- Task instructions -
Write out every line of the data in the stretch from the line containing "Look at the following screenshot and locate the tree" through the line containing "[355,720,372,768]", shifting each box coordinate by -70. Leave the pictures out.

- Input data -
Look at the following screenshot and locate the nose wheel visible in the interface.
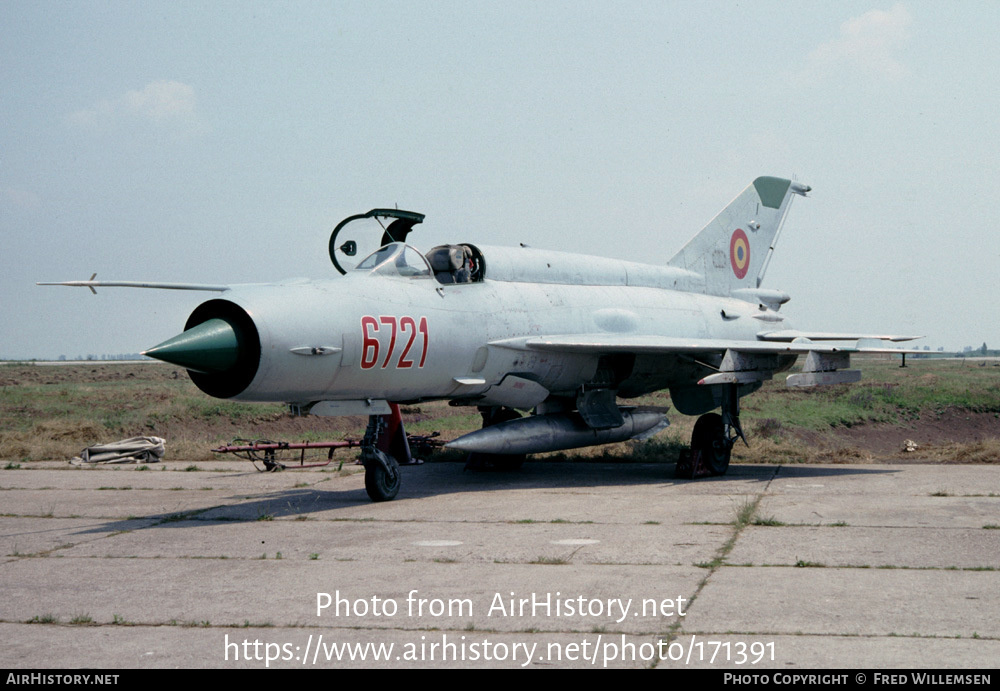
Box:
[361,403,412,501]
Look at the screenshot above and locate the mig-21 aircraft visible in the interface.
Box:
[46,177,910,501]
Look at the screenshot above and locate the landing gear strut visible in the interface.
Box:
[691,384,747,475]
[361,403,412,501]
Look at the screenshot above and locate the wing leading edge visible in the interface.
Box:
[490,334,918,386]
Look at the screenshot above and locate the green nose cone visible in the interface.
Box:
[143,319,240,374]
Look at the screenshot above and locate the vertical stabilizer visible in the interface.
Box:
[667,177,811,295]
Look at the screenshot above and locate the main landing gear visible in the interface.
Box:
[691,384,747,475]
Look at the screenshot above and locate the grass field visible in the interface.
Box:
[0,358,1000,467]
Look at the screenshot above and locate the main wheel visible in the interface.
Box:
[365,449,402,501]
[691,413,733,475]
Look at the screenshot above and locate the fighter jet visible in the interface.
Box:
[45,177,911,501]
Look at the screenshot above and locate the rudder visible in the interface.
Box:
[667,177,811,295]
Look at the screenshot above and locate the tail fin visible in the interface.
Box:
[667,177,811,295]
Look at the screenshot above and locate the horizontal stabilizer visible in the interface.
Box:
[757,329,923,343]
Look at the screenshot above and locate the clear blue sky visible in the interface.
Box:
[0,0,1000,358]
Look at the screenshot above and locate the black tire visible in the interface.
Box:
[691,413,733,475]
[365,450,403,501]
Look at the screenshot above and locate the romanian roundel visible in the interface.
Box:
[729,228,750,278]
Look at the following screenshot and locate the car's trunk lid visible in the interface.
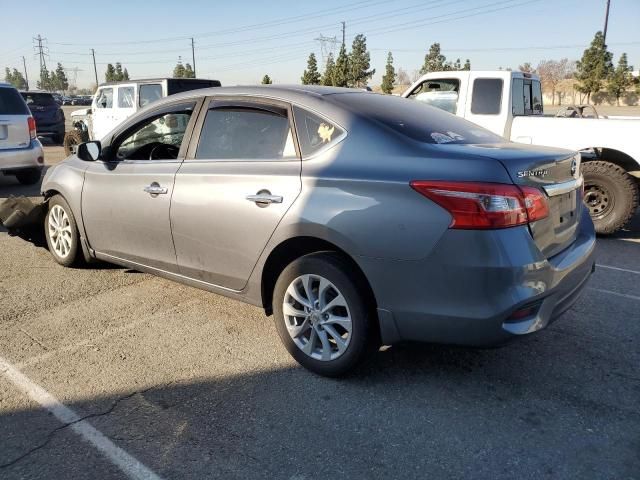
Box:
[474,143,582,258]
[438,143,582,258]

---

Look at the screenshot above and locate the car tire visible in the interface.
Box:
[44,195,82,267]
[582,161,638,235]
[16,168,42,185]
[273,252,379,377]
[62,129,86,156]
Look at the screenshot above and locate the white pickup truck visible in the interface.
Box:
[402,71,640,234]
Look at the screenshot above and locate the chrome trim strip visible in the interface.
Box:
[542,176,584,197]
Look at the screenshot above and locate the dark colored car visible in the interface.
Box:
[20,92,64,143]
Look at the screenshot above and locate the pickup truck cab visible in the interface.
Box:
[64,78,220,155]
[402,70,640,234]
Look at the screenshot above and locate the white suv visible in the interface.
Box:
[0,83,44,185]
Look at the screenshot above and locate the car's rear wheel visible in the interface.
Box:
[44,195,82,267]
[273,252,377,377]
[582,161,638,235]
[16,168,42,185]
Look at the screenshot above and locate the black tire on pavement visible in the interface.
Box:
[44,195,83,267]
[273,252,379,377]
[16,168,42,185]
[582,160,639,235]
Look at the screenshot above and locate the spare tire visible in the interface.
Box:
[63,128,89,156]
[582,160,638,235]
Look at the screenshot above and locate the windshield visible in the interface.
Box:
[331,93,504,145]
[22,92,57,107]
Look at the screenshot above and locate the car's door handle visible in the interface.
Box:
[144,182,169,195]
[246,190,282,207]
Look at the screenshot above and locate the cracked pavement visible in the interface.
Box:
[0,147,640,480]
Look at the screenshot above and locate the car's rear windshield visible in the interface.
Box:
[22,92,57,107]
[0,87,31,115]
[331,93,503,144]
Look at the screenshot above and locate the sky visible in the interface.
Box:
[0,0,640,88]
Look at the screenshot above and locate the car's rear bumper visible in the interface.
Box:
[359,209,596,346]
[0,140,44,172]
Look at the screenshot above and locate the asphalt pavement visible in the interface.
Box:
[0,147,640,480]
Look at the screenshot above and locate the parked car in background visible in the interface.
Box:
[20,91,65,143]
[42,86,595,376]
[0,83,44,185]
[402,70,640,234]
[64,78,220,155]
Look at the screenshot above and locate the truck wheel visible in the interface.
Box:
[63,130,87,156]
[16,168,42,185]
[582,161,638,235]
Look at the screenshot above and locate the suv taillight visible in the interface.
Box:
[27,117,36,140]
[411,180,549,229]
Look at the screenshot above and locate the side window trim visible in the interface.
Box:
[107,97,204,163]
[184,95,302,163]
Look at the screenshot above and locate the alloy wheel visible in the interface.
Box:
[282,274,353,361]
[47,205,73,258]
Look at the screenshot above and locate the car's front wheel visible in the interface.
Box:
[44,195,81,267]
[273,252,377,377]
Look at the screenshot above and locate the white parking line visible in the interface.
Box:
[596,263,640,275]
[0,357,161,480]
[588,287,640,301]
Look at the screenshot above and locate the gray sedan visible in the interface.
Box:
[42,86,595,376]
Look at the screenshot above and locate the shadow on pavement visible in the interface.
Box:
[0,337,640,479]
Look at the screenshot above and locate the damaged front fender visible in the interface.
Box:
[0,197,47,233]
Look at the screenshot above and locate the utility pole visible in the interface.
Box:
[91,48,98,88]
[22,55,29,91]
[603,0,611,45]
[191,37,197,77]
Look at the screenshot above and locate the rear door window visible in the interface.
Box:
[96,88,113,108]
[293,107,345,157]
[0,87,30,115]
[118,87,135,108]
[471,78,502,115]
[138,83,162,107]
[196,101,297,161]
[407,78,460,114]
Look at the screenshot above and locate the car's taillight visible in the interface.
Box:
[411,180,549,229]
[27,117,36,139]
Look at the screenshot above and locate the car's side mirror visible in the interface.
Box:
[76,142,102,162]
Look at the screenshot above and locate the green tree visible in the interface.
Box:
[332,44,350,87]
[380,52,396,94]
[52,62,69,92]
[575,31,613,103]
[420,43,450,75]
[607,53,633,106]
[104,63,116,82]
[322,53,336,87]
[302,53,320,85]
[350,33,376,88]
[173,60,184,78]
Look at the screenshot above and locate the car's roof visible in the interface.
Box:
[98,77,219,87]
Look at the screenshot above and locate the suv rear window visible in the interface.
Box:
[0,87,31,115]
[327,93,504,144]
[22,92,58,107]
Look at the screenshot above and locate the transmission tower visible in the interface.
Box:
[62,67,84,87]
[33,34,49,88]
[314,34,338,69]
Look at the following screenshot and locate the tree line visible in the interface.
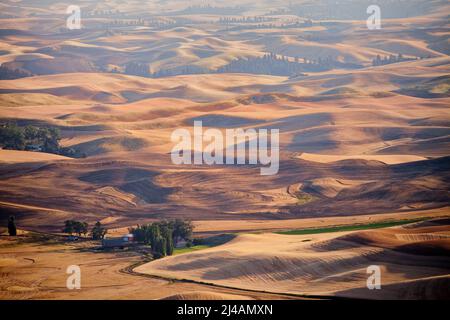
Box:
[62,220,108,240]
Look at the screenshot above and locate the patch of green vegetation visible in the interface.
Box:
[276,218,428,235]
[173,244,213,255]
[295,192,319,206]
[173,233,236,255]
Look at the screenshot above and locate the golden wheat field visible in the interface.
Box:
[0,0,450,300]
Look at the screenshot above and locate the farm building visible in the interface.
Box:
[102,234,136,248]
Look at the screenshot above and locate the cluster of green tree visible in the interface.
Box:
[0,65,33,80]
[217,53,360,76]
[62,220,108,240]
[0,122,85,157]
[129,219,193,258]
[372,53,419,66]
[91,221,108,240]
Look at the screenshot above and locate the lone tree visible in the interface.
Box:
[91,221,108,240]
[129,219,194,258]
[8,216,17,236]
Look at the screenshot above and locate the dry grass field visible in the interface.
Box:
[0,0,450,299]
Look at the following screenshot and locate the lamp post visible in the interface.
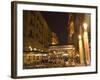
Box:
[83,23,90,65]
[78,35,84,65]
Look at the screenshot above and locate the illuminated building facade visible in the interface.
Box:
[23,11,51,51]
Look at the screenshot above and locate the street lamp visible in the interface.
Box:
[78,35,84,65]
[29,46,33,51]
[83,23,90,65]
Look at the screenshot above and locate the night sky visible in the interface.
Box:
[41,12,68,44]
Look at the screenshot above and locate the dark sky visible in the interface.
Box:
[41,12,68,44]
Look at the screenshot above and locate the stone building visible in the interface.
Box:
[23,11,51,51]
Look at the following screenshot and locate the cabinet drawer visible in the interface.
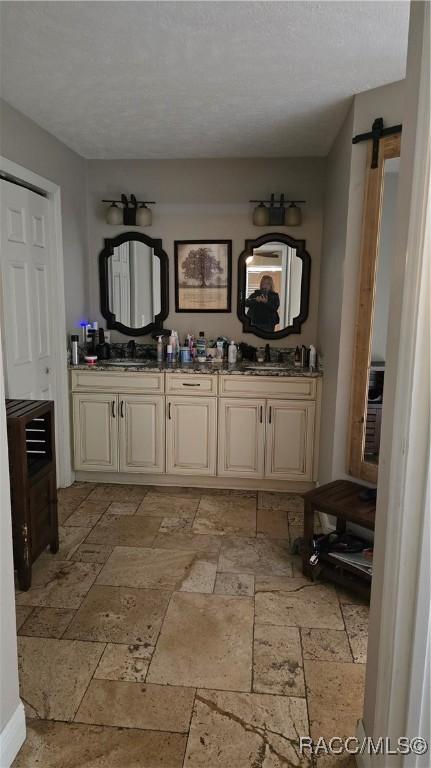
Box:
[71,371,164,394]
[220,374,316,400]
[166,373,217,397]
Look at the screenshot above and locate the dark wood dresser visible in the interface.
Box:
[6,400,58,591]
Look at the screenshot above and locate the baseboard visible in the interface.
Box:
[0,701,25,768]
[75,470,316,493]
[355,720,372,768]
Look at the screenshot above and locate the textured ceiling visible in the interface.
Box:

- Expected answer -
Look at the following screenshot and locate the tree line visible in the interface.
Box:
[-8,150,38,170]
Look at the screenshot above and locate the patch of green vegetation visible in the interface.
Box:
[206,148,358,165]
[103,174,143,185]
[225,122,249,136]
[103,163,166,185]
Look at the screenshot above and locate the golden wheat field visible in the interface.
Box:
[-70,-70,380,230]
Look at the screenshot above and locate the farm building visible in the interface.
Box:
[32,164,66,178]
Look at the screenshot above and locate the cluster of green tree visible in the interface.
Box:
[-70,-5,-37,10]
[147,-17,290,6]
[-8,150,38,170]
[-70,52,15,87]
[59,149,123,188]
[302,-17,349,-4]
[21,151,38,170]
Look at the screenshot above and locate the lone tree visible in the interface.
Box:
[21,151,38,170]
[59,149,124,188]
[-62,146,-53,166]
Look at the screenshot above and locate the dry grass field visible in the interface.
Box:
[-70,-70,380,229]
Look at the following screenshot and locate the lamp post visible in the interface.
Box:
[13,-47,20,-5]
[8,-35,14,-5]
Look at the screenshot above and locate the illuminated building facade visible in the interface.
Box:
[-47,-59,-19,-19]
Look at the screenshot above and locate the street lamp visible in the interface.
Box:
[8,-35,14,-5]
[-41,-24,-37,-19]
[13,-47,20,-5]
Look at the screenshot above and locate the night sky visible in the interface.
Box:
[-29,-58,-2,-26]
Look at the screenshot above and locate the dark sky visible in the interface.
Box:
[-29,-58,-2,-26]
Look at the screenshot above and locate the stone building visible in the interface.
Box:
[-47,-59,-19,-19]
Look at the following screenshot and locate the cabinet drawer visible in the interface.
Box:
[1,301,94,324]
[150,304,246,330]
[96,303,147,327]
Look at the screenshot above and locate the dark wood dresser visible in the interface.
Box:
[-64,330,-12,521]
Look at the screenshot above and locate the baseboard visible in the interface.
Box:
[-70,631,-45,698]
[5,400,246,423]
[285,650,302,698]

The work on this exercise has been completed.